**REQUIREMENT**. Please copy the entries from the line containing "Note: point to every instance of the meadow" up to and including the line containing "x=608, y=142", keeping every line, and scale each answer coordinate's x and y values by 0.9, rounding to whole numbers with halves going up. Leave every other number, including the sample coordinates in the wording, unchanged.

**LISTING**.
□ □ □ □ □ □ □
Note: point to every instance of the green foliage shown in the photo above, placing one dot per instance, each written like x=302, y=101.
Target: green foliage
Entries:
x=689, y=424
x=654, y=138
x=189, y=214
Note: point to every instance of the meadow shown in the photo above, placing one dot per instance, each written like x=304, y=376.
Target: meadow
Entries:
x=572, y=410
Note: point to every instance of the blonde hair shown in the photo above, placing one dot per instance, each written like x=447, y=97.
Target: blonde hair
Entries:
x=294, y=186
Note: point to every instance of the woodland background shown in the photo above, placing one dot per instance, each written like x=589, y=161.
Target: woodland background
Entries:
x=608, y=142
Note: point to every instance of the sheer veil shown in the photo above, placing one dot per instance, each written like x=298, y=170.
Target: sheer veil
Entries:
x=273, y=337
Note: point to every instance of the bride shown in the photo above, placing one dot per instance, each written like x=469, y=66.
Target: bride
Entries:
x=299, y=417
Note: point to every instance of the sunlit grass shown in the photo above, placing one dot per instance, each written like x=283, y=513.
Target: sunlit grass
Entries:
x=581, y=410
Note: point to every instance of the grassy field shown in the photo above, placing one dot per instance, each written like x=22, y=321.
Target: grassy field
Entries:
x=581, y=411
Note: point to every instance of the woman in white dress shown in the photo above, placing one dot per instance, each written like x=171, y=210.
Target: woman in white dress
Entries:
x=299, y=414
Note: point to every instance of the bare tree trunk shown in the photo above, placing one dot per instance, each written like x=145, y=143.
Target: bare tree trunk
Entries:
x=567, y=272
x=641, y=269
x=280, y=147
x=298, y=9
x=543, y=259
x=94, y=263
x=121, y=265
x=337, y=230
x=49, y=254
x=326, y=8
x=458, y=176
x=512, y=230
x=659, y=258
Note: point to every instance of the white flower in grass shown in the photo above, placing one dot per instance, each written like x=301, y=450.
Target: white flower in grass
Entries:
□ □ □ □ □ □ □
**FINAL ANSWER**.
Note: point to every instance of the meadow shown in the photo above, placing one dot per instance, each written like x=304, y=376.
Target: meadow
Entries:
x=515, y=369
Note: point to every instance of the blonde hair shown in the photo above, placing one dot per instance, each written like x=447, y=97.
Target: blonde hair
Entries:
x=265, y=167
Note: point to every instance of the woodland background shown in the photo above, placing one dot per instance, each written like x=589, y=161.
Target: woodland background
Entries:
x=547, y=128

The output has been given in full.